Stored data

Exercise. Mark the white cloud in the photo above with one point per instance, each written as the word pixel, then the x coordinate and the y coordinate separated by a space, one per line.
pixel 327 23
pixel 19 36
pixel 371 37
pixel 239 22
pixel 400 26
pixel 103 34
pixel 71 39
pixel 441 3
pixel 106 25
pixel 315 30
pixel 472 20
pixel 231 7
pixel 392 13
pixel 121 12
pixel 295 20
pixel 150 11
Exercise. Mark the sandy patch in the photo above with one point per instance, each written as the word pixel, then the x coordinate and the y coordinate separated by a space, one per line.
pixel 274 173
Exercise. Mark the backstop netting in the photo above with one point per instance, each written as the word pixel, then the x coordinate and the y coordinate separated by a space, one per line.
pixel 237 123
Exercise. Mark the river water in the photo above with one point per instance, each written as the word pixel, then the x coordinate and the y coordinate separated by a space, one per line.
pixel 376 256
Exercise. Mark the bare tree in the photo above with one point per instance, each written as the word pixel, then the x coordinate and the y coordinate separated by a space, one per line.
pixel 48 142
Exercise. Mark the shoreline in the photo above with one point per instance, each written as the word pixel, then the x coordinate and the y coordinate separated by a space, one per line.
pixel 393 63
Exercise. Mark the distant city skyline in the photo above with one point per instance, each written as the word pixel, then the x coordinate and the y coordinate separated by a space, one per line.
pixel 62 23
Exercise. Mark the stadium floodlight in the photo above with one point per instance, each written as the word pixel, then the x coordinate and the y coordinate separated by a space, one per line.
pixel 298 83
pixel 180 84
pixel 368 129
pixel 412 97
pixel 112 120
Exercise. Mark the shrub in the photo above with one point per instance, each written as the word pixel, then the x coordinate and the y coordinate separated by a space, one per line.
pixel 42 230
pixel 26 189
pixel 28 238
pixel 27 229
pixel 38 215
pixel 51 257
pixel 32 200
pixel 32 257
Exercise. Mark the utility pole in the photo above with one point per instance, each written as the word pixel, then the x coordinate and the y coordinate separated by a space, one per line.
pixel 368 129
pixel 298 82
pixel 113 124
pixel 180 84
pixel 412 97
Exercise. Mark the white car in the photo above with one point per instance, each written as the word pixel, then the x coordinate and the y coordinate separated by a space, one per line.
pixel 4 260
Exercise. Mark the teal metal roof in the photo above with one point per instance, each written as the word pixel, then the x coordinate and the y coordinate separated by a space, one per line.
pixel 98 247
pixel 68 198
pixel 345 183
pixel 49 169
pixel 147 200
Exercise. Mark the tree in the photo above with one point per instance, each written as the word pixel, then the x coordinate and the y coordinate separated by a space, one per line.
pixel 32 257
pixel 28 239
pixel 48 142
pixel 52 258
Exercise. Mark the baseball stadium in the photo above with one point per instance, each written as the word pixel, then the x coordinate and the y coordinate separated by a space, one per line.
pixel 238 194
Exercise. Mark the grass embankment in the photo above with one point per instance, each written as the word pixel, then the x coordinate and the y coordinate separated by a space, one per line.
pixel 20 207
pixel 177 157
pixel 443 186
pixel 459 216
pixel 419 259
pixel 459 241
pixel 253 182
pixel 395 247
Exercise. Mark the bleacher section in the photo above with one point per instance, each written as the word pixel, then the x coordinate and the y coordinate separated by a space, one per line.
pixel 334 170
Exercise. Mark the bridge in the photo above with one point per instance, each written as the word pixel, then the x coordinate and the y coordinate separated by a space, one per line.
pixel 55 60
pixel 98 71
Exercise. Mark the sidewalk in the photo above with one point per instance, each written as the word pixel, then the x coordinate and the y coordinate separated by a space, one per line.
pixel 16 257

» Assignment
Output all preceding records character for character.

» Response area
Exercise. Mark the white cloud in the photo above with one point per instance, each written as the word pixel, then the x coordinate and the y coordinate separated by a space, one per line.
pixel 327 23
pixel 19 36
pixel 371 37
pixel 239 22
pixel 400 26
pixel 103 34
pixel 71 39
pixel 441 3
pixel 106 25
pixel 315 30
pixel 472 20
pixel 231 7
pixel 392 13
pixel 121 12
pixel 295 20
pixel 150 11
Exercise. Mark the sandy patch in the photo above with one point per instance, each written as the word pixel, then the x coordinate and the y coordinate separated by a space, one per line.
pixel 274 173
Exercise. Mark the backstop netting in the photo above with one point per instance, each written as the word pixel, then the x coordinate and the y coordinate separated by a space, one per line.
pixel 237 123
Exercise. Mark the river water in the photo above with one point per instance, each written as the word pixel, then the x coordinate and the y coordinate separated by a space, one per line.
pixel 376 256
Exercise. Mark the bare tree in the photo above with one point per instance, each written as the word pixel, then the x coordinate and the y coordinate separated by a space, one per line.
pixel 48 142
Exercise. Mark the shoreline in the photo above with one point per instance, each written as the word pixel, then the x coordinate and the y coordinate separated by a space, one per line.
pixel 393 63
Exercise. Mark the distant city skyline in the photo above with one point per instance, each written as the word pixel, then the x coordinate and the y coordinate separated by a space, one per line.
pixel 62 23
Exercise. Mark the stadium floodlight in the photo above with one point per instance, each written as the word pixel, then the x coordinate and the y coordinate separated by a space, one per line.
pixel 298 83
pixel 180 84
pixel 368 129
pixel 412 97
pixel 112 120
Exercise. Mark the shrub in the photo above with one point per instance, each written as the word pixel, then the x coordinate and the y coordinate separated by a space, one per line.
pixel 42 230
pixel 26 189
pixel 28 238
pixel 27 229
pixel 38 215
pixel 51 257
pixel 32 200
pixel 32 257
Exercise. Mark the utility pole in the photo above with one point per instance, each written as the word pixel, then the x coordinate and the y coordinate separated by a space, one per line.
pixel 368 129
pixel 298 82
pixel 113 124
pixel 180 84
pixel 412 97
Exercise. Mark the white car in the photo above with one point per instance, each written as the word pixel, then the x coordinate and the y coordinate separated by a space, one per line.
pixel 4 260
Exercise. Mark the teal metal roof in the photo above with one point per instance, each written as the word pixel, then the x coordinate and the y coordinate separated by a space, one per line.
pixel 98 247
pixel 68 198
pixel 345 183
pixel 49 169
pixel 147 200
Exercise. Mark the tree in the photo above with one point per instance, each written as the word pixel, then the x coordinate and the y coordinate separated by a space, one per line.
pixel 32 257
pixel 28 239
pixel 48 142
pixel 52 258
Exercise. Mark the baseball stadium in the photo above with one point per instance, each written as the word pixel, then the x coordinate and the y coordinate separated by a space, one per line.
pixel 238 194
Exercise. Mark the grass embankment in the photo above with one point per instance, each written as the word pixel, then the x coordinate and the y coordinate separated by a space, one per line.
pixel 20 207
pixel 177 157
pixel 443 186
pixel 459 216
pixel 419 259
pixel 459 241
pixel 253 182
pixel 395 247
Exercise. Mark the bleacher section in the photo above with one point per instance, each written as the word pixel, then the x coordinate and the y coordinate separated by a space, one per line.
pixel 334 170
Exercise. Mark the bridge in the photo above with one point per instance, each written as the word pixel, then the x coordinate and the y coordinate separated by a space, one per line.
pixel 55 60
pixel 98 71
Exercise. Mark the sidewalk in the photo above with one point per instance, each written as the word pixel, then the x coordinate and the y coordinate separated by a space, one per line.
pixel 16 257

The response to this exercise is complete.